Direction
Could you write out, word for word, the lines of the items from the one containing "green tree shown in this photo?" through the last line of the items, including both ends?

[Excerpts from a point labeling dataset]
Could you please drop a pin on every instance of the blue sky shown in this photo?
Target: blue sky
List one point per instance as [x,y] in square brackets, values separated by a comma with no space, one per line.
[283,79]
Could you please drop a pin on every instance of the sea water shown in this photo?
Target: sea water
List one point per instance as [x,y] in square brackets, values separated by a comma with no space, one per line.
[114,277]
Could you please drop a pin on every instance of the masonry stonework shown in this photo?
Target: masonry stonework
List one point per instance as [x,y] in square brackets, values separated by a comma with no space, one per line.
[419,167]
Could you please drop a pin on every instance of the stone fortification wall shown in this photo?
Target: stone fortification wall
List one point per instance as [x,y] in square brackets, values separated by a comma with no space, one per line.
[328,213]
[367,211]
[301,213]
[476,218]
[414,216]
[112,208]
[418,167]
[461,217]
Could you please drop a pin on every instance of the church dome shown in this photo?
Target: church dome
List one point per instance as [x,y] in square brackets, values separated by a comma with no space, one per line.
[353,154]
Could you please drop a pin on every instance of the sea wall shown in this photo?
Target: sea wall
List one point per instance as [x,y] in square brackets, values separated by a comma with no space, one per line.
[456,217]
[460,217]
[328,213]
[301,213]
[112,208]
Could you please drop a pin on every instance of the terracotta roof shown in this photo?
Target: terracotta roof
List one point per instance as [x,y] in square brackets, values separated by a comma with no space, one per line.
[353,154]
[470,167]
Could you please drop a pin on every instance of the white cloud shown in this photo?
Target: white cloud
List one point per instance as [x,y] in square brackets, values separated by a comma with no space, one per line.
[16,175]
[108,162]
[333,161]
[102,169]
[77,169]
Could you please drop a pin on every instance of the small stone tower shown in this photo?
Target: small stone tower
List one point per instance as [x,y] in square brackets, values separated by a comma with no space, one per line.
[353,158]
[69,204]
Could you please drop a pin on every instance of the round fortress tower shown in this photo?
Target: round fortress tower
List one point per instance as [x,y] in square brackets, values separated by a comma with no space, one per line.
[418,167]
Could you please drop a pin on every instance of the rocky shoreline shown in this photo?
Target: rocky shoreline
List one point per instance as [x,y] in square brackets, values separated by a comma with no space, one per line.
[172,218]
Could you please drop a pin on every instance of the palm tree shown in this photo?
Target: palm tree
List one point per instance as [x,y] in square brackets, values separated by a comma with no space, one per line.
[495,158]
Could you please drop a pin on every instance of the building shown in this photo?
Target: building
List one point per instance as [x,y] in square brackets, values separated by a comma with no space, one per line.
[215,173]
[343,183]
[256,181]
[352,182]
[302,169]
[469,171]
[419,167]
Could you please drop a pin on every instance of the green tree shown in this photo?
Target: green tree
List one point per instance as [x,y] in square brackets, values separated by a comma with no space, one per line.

Exercise solution
Could you please drop a pin on every instance of the green tree shown in this photo?
Target: green tree
List one point per instance as [x,y] in square brackets, values separated by a comma with no space, one per line.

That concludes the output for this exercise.